Reproduce the listing below word for word, leaving out the pictures.

++++ DATA PROVIDED

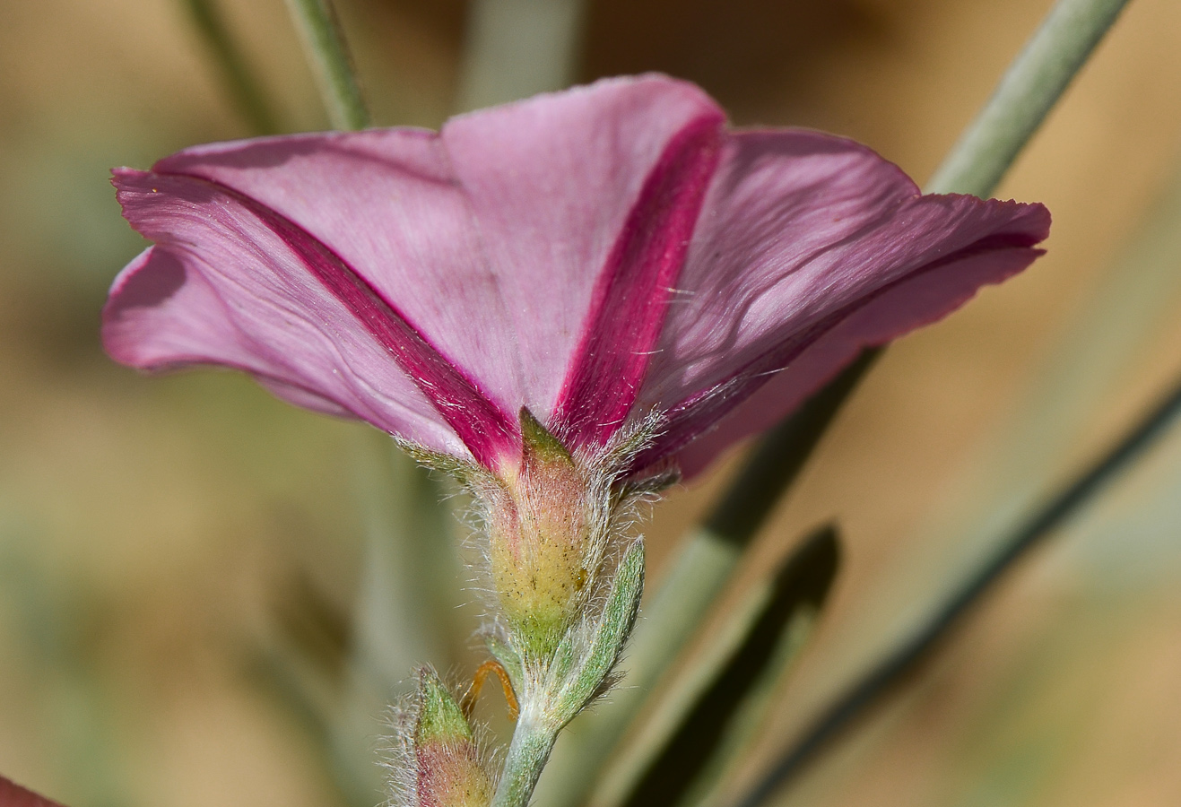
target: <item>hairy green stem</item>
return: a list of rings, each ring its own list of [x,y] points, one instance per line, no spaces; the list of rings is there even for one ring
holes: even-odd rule
[[[1125,2],[1058,0],[927,190],[990,195]],[[709,612],[742,553],[879,353],[867,351],[756,448],[705,526],[692,533],[635,631],[628,685],[581,718],[576,737],[559,744],[550,766],[557,781],[546,792],[548,807],[575,807],[586,798],[647,692]]]
[[[368,108],[332,0],[287,0],[287,7],[312,61],[333,128],[353,131],[370,125]]]
[[[554,748],[557,731],[523,712],[513,731],[491,807],[526,807]]]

++++++++

■ REPLY
target: <item>hairy green stem</item>
return: a list of rings, each ring its own list of [x,y] points, one instance per line, no spaces; the list of rings is there even for one ring
holes: even-odd rule
[[[1125,2],[1058,0],[927,190],[990,195]],[[709,612],[742,553],[879,353],[867,351],[756,448],[705,526],[692,533],[635,631],[628,685],[581,718],[576,737],[559,744],[550,766],[557,781],[546,792],[548,807],[575,807],[586,798],[647,692]]]
[[[368,108],[332,0],[287,0],[287,7],[312,61],[333,128],[353,131],[370,125]]]
[[[554,748],[557,731],[523,712],[513,731],[491,807],[526,807]]]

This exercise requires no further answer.